__Written exercise__: Lines before the one containing "Q: Place a marker on the shrub" are excluded; print that line and every line after it through the end of the material below, exactly.

Coordinate labeling data:
──────────
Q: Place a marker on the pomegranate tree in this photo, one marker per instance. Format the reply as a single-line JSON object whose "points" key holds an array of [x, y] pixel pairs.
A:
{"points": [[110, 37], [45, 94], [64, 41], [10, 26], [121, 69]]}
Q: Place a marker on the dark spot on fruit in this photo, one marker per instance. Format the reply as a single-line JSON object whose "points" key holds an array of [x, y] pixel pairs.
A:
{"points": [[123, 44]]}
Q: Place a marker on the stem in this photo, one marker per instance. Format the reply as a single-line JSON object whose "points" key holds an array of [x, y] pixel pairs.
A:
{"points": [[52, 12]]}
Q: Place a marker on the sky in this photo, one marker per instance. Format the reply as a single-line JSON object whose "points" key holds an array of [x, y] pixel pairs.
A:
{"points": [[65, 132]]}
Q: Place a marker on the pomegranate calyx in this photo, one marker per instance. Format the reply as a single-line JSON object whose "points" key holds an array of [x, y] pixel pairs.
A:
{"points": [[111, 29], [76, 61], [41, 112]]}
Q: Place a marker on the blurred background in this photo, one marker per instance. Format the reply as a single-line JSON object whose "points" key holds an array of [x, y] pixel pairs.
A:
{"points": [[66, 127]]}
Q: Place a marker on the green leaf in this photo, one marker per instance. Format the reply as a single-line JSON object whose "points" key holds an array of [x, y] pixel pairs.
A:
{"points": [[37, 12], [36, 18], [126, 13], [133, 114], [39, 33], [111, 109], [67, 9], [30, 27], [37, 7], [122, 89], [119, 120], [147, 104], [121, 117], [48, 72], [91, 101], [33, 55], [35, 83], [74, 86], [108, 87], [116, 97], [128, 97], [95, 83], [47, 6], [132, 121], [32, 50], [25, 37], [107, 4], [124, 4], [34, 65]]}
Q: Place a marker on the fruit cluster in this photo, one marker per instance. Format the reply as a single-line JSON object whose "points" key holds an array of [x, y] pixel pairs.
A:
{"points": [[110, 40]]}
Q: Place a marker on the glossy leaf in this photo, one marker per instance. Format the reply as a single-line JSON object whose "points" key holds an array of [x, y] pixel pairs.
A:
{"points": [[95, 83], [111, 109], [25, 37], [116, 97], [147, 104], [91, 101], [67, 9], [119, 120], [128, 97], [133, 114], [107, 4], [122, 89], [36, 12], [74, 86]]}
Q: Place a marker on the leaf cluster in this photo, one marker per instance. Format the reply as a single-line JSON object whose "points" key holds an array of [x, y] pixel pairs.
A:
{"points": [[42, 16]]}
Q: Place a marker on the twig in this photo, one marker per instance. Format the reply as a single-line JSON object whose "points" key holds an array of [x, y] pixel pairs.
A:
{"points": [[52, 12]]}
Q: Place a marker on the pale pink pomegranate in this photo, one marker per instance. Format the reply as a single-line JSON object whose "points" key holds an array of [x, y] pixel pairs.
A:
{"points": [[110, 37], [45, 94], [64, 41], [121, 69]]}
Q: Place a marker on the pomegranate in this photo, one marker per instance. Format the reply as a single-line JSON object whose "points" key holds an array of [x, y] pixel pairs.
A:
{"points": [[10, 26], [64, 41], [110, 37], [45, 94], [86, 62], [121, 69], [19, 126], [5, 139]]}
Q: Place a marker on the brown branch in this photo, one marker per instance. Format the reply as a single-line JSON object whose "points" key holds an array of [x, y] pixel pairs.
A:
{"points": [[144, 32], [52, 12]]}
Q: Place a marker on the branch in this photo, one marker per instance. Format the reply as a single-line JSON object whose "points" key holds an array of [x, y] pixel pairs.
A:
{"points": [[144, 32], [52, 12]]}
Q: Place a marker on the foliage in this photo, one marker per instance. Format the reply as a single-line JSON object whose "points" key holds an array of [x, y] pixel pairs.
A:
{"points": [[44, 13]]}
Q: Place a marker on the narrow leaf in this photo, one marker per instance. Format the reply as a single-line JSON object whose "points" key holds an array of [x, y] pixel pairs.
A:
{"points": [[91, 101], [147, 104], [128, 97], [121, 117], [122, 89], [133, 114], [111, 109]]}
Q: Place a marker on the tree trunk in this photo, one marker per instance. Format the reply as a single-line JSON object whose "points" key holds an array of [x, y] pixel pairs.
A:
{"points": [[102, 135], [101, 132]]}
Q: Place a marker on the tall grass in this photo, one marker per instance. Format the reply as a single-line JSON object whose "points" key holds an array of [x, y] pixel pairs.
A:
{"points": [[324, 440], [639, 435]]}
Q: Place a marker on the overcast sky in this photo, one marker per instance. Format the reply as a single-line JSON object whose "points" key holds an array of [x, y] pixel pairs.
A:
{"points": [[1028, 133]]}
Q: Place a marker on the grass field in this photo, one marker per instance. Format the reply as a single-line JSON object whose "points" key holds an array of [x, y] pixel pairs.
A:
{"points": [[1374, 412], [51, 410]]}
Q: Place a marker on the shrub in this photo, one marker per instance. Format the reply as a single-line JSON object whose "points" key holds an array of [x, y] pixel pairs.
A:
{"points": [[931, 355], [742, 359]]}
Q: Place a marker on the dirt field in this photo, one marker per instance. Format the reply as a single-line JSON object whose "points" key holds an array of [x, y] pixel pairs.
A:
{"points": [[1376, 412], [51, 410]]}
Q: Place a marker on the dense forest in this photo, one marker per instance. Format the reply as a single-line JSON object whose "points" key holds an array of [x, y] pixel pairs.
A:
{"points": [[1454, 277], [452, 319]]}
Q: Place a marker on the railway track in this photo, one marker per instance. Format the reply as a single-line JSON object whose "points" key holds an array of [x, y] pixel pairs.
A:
──────────
__The answer__:
Q: Place a marker on the shrub in this photo, one marker per instance. Format the reply as a single-line JSON object whose "points" key holds an array of [x, y] pixel pairs.
A:
{"points": [[931, 355], [742, 359]]}
Q: Place a marker on the dirt field in this photo, one marker per instance. Format the reply as a single-line JSON object whose "points" key holds an array of [x, y] pixel pairs.
A:
{"points": [[1376, 412], [51, 410]]}
Q: Place a marker on the dense forest in this photo, one marker per instance. Format the reply as a single-line JSON object whose "points" key holds an array of [x, y] pixel pairs.
A:
{"points": [[1454, 277], [452, 319]]}
Q: Place a marker on the railway track in this photo, one marker per instance. Format the reply as a single-line JSON object whose "points" key holds an array of [x, y] pixel pairs.
A:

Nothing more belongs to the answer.